» **Text**
○ ○ ○ ○

2 mos, 2 weeks, 4 days until the wedding...
T and I have been talking about having children pretty much since soon after we started dating. We both come from strong family backgrounds and feel that family is an important part of our lives. Since we soon realized after meeting (I when I first set eyes on him) that we would be together forever, we have had many discussions about how we would raise our children, what they will look like, what their names will be, etc.
Fast forward to now, we're soon approaching our June 16 wedding date. Around December, T and I were laying in bed one night talking about our future and the wedding. We always had decided that we'd wait until we moved to be closer to my family to TTC and that wasn't going to be until a few years away. Anyways, we were laying there and talking and T blurted out that he would move before the wedding so that we can start trying to build a family soon after we got married. I was shocked and stunned. This move is big for him because he has never lived away from his family (whom we currently live by), but because he loves me so much, he was willing to move closer to my mom and family to make the pregnancy phase a little easier. So, then we got into the full swing of things, and called my parents to tell them we would be moving back to my hometown (three and a half hours away) soon before the wedding. They were ecstatic! My mom's dream is to have her grandkids near her. T moved down to live with my parents about a month ago so that he can get a good start on his job hunting.
It's hard being apart, but since we both know it's in the best interest of us and "our" family, it's been making the transition easier. So, that's the story for now. The goal is for T to have a great job and me to possibly have a great teaching job before the wedding and therefore, be able to start concieving soon after the wedding. Keep your fingers crossed!!

○ ○ ○ ○

» **Exercise A**
Copy out the entries below, everything from the line containing "Every instance of the clear" down to the line containing "x=293 y=206", with both of those lines included. Leave out the pictures.

○ ○ ○ ○

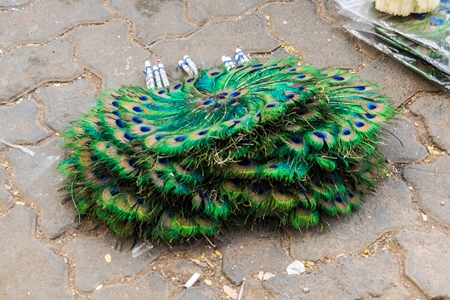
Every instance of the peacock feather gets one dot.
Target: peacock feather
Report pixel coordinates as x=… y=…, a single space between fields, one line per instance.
x=248 y=140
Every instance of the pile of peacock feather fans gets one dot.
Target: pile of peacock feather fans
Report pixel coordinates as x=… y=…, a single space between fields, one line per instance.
x=249 y=140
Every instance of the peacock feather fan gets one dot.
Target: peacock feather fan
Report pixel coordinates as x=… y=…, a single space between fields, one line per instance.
x=252 y=139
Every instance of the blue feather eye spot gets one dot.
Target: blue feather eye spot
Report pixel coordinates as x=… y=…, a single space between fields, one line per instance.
x=338 y=198
x=290 y=96
x=180 y=138
x=163 y=161
x=296 y=140
x=435 y=21
x=346 y=132
x=136 y=120
x=120 y=123
x=128 y=136
x=160 y=136
x=138 y=109
x=113 y=192
x=359 y=124
x=245 y=162
x=371 y=106
x=320 y=134
x=132 y=162
x=419 y=17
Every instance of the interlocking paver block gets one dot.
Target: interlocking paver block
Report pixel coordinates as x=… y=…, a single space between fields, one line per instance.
x=245 y=253
x=47 y=19
x=217 y=39
x=27 y=67
x=427 y=261
x=203 y=10
x=436 y=111
x=18 y=123
x=91 y=266
x=154 y=19
x=11 y=3
x=203 y=292
x=396 y=80
x=389 y=209
x=348 y=278
x=401 y=129
x=28 y=270
x=431 y=182
x=322 y=45
x=152 y=285
x=67 y=103
x=38 y=179
x=6 y=199
x=107 y=50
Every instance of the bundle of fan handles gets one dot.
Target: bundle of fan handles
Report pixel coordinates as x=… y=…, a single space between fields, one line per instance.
x=276 y=140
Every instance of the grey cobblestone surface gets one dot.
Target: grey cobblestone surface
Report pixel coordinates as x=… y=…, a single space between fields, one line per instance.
x=56 y=55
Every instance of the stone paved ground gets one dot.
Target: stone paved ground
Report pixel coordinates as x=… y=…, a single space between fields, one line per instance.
x=55 y=55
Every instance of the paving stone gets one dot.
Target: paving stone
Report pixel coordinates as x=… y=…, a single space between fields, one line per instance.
x=38 y=179
x=47 y=19
x=28 y=270
x=431 y=182
x=154 y=19
x=6 y=199
x=401 y=129
x=427 y=261
x=203 y=10
x=203 y=292
x=348 y=278
x=322 y=45
x=91 y=266
x=27 y=67
x=246 y=253
x=18 y=123
x=398 y=82
x=387 y=210
x=9 y=3
x=436 y=111
x=217 y=39
x=152 y=285
x=107 y=50
x=67 y=103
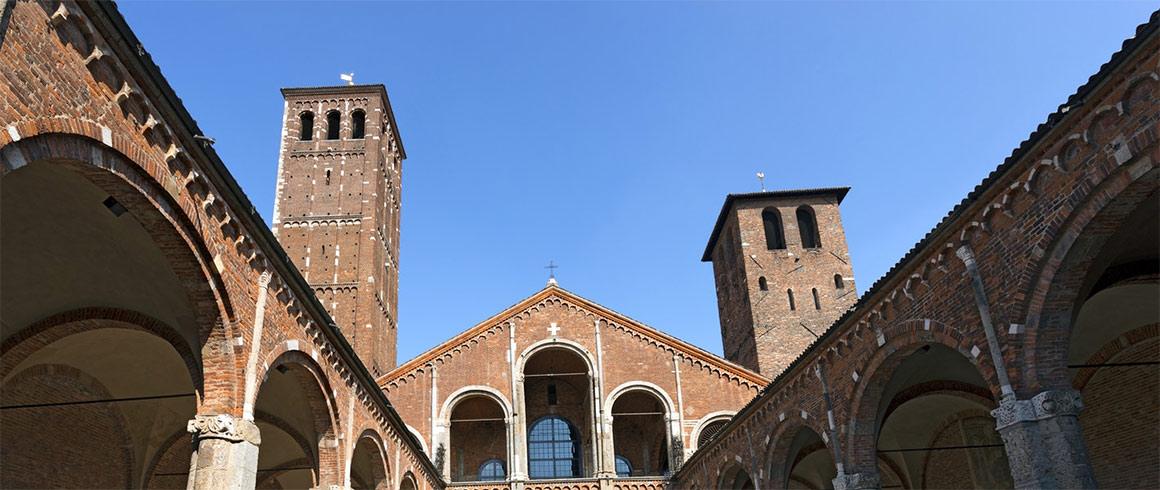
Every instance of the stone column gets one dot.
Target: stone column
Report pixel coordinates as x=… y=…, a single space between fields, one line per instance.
x=1043 y=440
x=225 y=453
x=858 y=481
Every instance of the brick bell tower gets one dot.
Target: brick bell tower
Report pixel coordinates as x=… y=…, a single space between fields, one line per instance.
x=782 y=271
x=336 y=209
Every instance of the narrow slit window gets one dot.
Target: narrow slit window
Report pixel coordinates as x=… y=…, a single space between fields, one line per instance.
x=775 y=236
x=807 y=225
x=306 y=120
x=357 y=124
x=332 y=124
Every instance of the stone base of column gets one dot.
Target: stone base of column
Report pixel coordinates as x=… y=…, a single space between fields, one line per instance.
x=857 y=481
x=225 y=453
x=1043 y=441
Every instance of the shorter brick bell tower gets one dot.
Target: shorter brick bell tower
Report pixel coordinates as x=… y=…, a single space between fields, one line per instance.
x=782 y=271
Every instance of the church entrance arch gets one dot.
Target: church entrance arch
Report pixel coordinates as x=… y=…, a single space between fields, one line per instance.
x=558 y=404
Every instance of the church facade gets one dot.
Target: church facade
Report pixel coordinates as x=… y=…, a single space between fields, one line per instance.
x=156 y=333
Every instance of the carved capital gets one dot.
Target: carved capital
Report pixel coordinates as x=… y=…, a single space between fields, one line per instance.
x=857 y=481
x=223 y=426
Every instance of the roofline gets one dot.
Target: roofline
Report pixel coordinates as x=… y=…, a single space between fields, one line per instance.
x=136 y=58
x=1144 y=34
x=447 y=345
x=840 y=192
x=330 y=89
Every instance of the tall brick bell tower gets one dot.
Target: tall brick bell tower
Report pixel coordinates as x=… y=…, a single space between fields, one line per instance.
x=782 y=272
x=336 y=208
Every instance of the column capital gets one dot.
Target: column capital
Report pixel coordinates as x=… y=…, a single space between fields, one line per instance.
x=224 y=426
x=857 y=481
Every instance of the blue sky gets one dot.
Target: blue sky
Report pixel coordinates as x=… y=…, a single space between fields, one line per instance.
x=604 y=136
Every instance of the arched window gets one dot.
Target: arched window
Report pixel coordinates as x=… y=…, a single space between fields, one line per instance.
x=332 y=124
x=306 y=120
x=807 y=225
x=553 y=448
x=775 y=236
x=623 y=467
x=357 y=124
x=492 y=470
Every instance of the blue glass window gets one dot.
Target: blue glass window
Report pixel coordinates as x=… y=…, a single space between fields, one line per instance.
x=492 y=470
x=553 y=448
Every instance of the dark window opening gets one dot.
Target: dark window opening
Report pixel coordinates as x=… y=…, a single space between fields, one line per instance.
x=492 y=470
x=553 y=448
x=307 y=127
x=332 y=125
x=775 y=236
x=357 y=124
x=807 y=225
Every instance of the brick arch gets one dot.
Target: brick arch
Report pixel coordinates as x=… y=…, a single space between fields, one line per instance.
x=903 y=339
x=124 y=171
x=19 y=346
x=383 y=472
x=116 y=422
x=1055 y=292
x=323 y=406
x=777 y=452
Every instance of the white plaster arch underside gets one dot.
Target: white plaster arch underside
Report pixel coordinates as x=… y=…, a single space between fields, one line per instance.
x=722 y=415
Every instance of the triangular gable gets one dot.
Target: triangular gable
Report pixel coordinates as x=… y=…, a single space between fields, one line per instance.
x=661 y=339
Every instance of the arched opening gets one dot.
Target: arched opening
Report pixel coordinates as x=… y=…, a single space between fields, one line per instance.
x=306 y=127
x=775 y=235
x=1114 y=351
x=809 y=462
x=934 y=424
x=640 y=433
x=368 y=466
x=332 y=124
x=101 y=346
x=478 y=437
x=807 y=227
x=295 y=416
x=357 y=124
x=737 y=478
x=559 y=409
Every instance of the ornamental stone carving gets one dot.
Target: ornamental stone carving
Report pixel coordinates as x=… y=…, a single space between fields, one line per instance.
x=223 y=426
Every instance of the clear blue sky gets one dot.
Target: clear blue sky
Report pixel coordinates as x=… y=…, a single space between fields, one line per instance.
x=604 y=136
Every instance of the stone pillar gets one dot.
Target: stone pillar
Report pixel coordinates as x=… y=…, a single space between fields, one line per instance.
x=225 y=453
x=858 y=481
x=1043 y=440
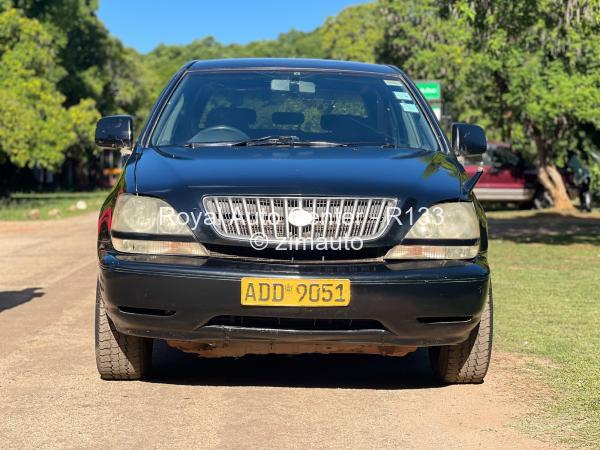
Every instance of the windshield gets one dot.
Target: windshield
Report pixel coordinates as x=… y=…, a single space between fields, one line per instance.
x=292 y=107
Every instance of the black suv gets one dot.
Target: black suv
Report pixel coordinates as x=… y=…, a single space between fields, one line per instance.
x=293 y=206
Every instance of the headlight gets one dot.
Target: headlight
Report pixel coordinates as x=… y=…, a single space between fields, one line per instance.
x=151 y=226
x=454 y=225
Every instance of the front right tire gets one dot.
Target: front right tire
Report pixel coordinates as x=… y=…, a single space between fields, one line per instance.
x=119 y=356
x=467 y=362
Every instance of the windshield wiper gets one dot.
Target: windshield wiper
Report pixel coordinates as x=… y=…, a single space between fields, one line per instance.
x=285 y=141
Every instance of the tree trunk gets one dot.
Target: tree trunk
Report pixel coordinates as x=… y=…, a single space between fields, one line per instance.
x=552 y=181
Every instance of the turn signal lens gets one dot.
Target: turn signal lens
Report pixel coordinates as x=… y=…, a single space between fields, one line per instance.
x=432 y=252
x=447 y=221
x=148 y=217
x=159 y=247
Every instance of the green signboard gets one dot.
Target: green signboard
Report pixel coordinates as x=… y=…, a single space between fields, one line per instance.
x=431 y=90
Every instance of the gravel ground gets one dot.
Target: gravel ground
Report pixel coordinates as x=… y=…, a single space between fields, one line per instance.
x=51 y=395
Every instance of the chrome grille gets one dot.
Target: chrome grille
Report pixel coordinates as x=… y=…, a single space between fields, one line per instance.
x=333 y=218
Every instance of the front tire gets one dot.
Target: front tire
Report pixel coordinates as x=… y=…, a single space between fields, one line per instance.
x=468 y=361
x=119 y=356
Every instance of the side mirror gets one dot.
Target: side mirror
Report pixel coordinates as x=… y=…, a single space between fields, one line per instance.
x=468 y=140
x=115 y=133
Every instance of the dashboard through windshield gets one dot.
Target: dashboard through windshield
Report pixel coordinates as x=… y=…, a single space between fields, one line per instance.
x=292 y=108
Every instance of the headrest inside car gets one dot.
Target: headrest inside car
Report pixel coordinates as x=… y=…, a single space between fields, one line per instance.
x=336 y=121
x=287 y=118
x=234 y=117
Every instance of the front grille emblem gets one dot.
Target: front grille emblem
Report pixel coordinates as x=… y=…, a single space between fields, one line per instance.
x=300 y=217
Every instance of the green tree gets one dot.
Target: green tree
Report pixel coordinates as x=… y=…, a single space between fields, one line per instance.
x=34 y=127
x=528 y=71
x=354 y=34
x=538 y=62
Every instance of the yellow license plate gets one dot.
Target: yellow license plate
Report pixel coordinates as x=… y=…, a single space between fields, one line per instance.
x=295 y=292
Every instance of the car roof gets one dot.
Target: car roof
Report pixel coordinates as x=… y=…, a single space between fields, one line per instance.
x=291 y=63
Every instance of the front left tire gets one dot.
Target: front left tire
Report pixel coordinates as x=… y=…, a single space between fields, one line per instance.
x=119 y=356
x=467 y=362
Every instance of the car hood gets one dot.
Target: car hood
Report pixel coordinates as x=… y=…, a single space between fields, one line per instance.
x=183 y=176
x=424 y=176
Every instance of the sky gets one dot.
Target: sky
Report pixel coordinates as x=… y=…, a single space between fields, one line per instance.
x=144 y=24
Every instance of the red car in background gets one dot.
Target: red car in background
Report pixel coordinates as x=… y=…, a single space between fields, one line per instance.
x=508 y=178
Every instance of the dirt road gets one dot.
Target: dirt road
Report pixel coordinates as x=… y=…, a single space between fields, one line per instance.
x=51 y=395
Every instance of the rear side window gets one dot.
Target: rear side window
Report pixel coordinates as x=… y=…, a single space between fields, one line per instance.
x=341 y=108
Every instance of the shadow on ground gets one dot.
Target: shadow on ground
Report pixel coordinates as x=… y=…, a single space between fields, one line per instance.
x=172 y=366
x=10 y=299
x=546 y=228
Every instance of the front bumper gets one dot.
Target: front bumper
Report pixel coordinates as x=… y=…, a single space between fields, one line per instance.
x=406 y=297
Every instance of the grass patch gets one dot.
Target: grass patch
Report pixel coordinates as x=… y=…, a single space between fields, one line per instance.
x=39 y=206
x=547 y=299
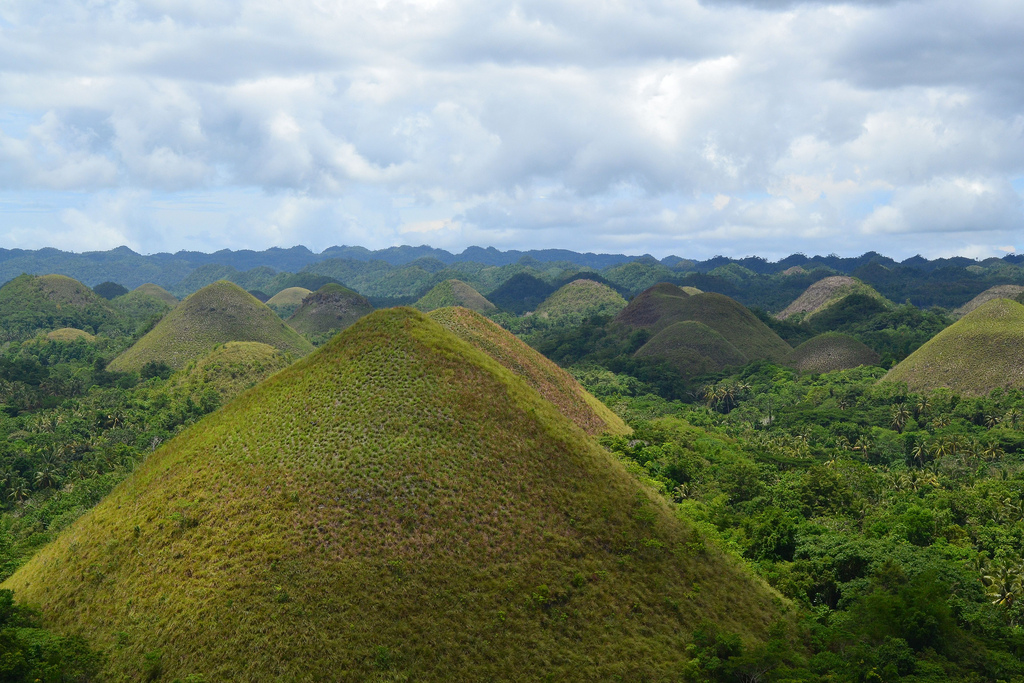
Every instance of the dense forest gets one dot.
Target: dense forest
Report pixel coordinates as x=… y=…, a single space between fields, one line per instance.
x=890 y=519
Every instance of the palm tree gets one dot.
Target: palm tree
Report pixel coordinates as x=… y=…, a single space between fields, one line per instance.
x=901 y=414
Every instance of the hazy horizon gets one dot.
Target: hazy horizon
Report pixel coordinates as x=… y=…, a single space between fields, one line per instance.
x=729 y=127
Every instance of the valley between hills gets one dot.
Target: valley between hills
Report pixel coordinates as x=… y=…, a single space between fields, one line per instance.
x=411 y=465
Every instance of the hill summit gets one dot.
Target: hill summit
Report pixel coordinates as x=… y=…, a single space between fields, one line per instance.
x=396 y=506
x=218 y=313
x=548 y=379
x=454 y=293
x=329 y=310
x=38 y=303
x=664 y=305
x=574 y=302
x=977 y=353
x=828 y=292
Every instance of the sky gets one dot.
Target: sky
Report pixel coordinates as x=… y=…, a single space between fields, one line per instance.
x=733 y=127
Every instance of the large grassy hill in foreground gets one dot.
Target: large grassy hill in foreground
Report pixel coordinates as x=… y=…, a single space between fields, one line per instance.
x=979 y=352
x=38 y=303
x=665 y=304
x=396 y=506
x=547 y=378
x=216 y=314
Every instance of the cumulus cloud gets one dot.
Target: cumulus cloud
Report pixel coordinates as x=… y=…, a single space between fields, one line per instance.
x=739 y=126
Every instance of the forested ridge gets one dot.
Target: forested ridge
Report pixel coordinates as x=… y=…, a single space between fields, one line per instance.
x=889 y=520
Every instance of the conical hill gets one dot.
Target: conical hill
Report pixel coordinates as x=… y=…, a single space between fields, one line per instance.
x=832 y=351
x=665 y=304
x=454 y=293
x=550 y=381
x=574 y=302
x=396 y=506
x=692 y=348
x=288 y=300
x=977 y=353
x=997 y=292
x=828 y=292
x=229 y=369
x=329 y=310
x=37 y=303
x=218 y=313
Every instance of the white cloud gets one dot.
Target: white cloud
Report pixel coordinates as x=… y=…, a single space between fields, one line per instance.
x=696 y=128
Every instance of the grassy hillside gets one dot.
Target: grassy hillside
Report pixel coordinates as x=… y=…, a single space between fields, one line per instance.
x=217 y=313
x=145 y=303
x=329 y=310
x=288 y=300
x=997 y=292
x=829 y=352
x=70 y=334
x=579 y=300
x=37 y=303
x=230 y=369
x=692 y=348
x=548 y=379
x=454 y=293
x=665 y=304
x=827 y=292
x=979 y=352
x=397 y=506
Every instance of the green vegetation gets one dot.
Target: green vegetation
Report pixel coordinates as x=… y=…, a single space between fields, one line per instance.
x=453 y=293
x=414 y=508
x=666 y=304
x=981 y=351
x=70 y=334
x=227 y=371
x=579 y=300
x=830 y=351
x=288 y=300
x=329 y=310
x=31 y=304
x=218 y=313
x=692 y=348
x=829 y=292
x=997 y=292
x=145 y=305
x=549 y=380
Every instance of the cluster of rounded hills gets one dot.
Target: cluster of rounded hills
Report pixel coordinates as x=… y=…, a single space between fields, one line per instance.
x=693 y=332
x=422 y=497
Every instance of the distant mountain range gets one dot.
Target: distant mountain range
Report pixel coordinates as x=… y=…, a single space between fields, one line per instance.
x=131 y=269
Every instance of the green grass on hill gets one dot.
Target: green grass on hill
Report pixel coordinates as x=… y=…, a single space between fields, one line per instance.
x=70 y=334
x=550 y=381
x=329 y=310
x=665 y=304
x=145 y=303
x=397 y=506
x=230 y=369
x=832 y=351
x=30 y=304
x=981 y=351
x=828 y=292
x=217 y=313
x=580 y=300
x=288 y=300
x=997 y=292
x=454 y=293
x=692 y=348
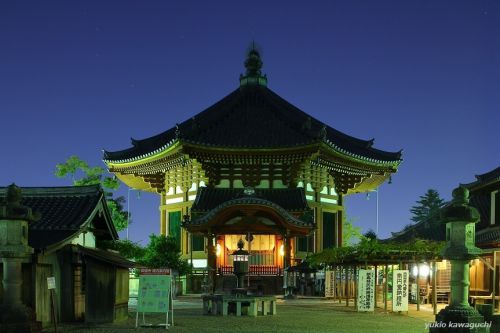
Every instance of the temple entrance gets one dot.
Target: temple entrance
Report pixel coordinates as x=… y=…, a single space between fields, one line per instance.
x=264 y=250
x=266 y=253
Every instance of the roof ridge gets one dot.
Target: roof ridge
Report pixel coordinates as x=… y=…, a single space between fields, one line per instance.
x=62 y=190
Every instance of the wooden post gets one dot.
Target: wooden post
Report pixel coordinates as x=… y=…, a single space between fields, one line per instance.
x=434 y=283
x=376 y=289
x=418 y=288
x=494 y=282
x=355 y=287
x=347 y=286
x=386 y=286
x=53 y=309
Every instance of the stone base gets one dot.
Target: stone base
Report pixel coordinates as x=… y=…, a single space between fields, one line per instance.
x=19 y=319
x=460 y=319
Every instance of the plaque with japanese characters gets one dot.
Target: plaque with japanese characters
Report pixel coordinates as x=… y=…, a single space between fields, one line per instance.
x=400 y=290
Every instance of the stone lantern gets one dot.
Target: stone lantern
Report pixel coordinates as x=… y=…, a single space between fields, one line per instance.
x=460 y=219
x=240 y=262
x=14 y=250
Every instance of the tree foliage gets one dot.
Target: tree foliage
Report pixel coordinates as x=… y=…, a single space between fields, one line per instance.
x=351 y=234
x=370 y=234
x=164 y=251
x=126 y=248
x=82 y=174
x=427 y=207
x=373 y=251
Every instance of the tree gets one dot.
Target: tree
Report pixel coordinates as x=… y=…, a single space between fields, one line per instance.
x=164 y=251
x=82 y=174
x=427 y=208
x=370 y=235
x=126 y=248
x=351 y=234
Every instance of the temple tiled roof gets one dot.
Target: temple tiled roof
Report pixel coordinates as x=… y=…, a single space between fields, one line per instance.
x=253 y=117
x=290 y=199
x=211 y=201
x=64 y=211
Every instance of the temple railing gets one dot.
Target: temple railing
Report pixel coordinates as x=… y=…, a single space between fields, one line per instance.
x=254 y=270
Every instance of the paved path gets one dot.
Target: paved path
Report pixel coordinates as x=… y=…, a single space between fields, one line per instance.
x=188 y=312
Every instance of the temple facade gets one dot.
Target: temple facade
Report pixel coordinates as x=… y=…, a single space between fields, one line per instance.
x=252 y=167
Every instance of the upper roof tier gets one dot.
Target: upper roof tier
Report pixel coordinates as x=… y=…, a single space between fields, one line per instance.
x=252 y=117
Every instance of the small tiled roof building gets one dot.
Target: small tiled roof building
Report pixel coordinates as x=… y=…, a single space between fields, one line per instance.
x=91 y=284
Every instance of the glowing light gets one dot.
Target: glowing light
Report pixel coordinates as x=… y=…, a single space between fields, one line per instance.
x=424 y=270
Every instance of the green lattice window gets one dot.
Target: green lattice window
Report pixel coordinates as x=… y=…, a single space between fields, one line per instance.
x=329 y=232
x=174 y=226
x=198 y=243
x=305 y=244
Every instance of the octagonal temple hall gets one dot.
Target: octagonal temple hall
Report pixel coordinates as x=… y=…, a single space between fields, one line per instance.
x=253 y=167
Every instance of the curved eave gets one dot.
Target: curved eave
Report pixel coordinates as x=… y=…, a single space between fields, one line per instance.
x=216 y=216
x=175 y=145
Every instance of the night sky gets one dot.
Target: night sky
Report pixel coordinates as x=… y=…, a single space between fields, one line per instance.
x=77 y=77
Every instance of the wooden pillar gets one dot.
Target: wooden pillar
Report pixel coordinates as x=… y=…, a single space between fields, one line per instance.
x=347 y=286
x=386 y=286
x=376 y=289
x=494 y=281
x=211 y=261
x=434 y=291
x=418 y=288
x=287 y=249
x=355 y=286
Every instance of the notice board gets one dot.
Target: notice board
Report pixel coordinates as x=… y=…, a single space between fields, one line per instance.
x=366 y=290
x=155 y=292
x=400 y=290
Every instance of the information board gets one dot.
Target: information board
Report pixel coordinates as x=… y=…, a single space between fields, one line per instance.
x=366 y=290
x=154 y=293
x=400 y=290
x=330 y=284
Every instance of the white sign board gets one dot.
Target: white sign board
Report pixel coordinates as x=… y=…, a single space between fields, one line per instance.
x=400 y=290
x=51 y=282
x=330 y=284
x=366 y=290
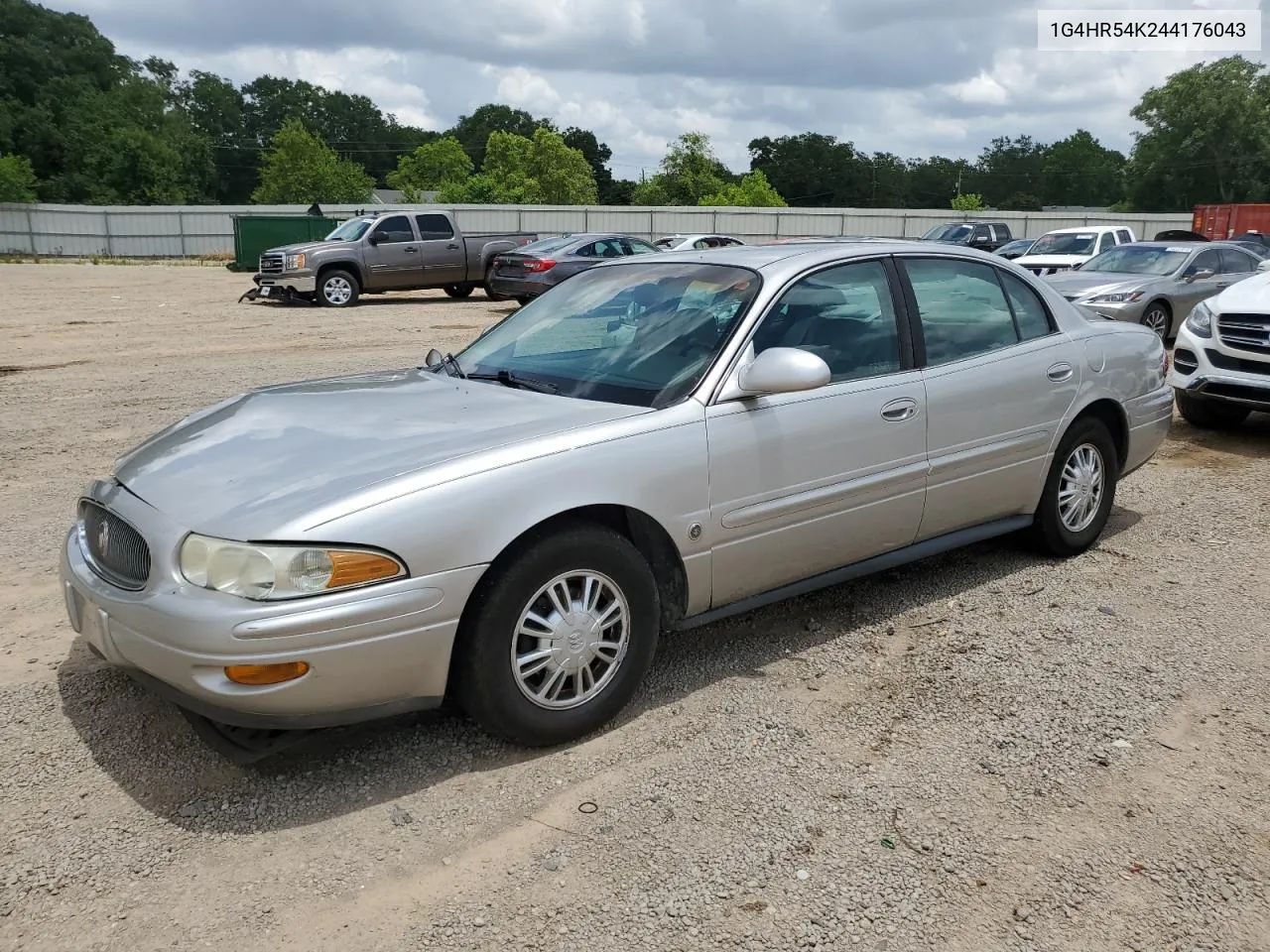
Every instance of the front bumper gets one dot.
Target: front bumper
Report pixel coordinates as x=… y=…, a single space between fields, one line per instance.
x=372 y=653
x=296 y=284
x=1205 y=368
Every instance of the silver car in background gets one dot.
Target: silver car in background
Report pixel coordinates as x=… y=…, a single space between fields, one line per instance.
x=1155 y=284
x=657 y=443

○ ○ ○ ○

» **Exercise B**
Reproduce the whole wedding post above word for word.

» **Exercise result A**
Every instance of the clear blue sky gets one dot.
Target: clear blue sky
Report pixel coordinates as x=… y=…, a single space between fields, one line per instance.
x=604 y=136
Every instance of the stone pillar gets one dot.
Target: stone pillar
Report pixel coordinates as x=… y=…, a single space between fields, one line per instance.
x=225 y=453
x=858 y=481
x=1043 y=440
Every instance of the windshield gets one dot.
Target: windshield
Report pixel coordinates as x=… y=…, a single space between fields, one line per instance.
x=292 y=107
Every instance of the black suv gets one dot.
Target: black suv
Report pixel coordinates as x=… y=…, a single space between fields, one line per instance.
x=293 y=206

» **Exercise result B**
2 mos, 2 weeks, 4 days until the wedding...
T and I have been talking about having children pretty much since soon after we started dating. We both come from strong family backgrounds and feel that family is an important part of our lives. Since we soon realized after meeting (I when I first set eyes on him) that we would be together forever, we have had many discussions about how we would raise our children, what they will look like, what their names will be, etc.
Fast forward to now, we're soon approaching our June 16 wedding date. Around December, T and I were laying in bed one night talking about our future and the wedding. We always had decided that we'd wait until we moved to be closer to my family to TTC and that wasn't going to be until a few years away. Anyways, we were laying there and talking and T blurted out that he would move before the wedding so that we can start trying to build a family soon after we got married. I was shocked and stunned. This move is big for him because he has never lived away from his family (whom we currently live by), but because he loves me so much, he was willing to move closer to my mom and family to make the pregnancy phase a little easier. So, then we got into the full swing of things, and called my parents to tell them we would be moving back to my hometown (three and a half hours away) soon before the wedding. They were ecstatic! My mom's dream is to have her grandkids near her. T moved down to live with my parents about a month ago so that he can get a good start on his job hunting.
It's hard being apart, but since we both know it's in the best interest of us and "our" family, it's been making the transition easier. So, that's the story for now. The goal is for T to have a great job and me to possibly have a great teaching job before the wedding and therefore, be able to start concieving soon after the wedding. Keep your fingers crossed!!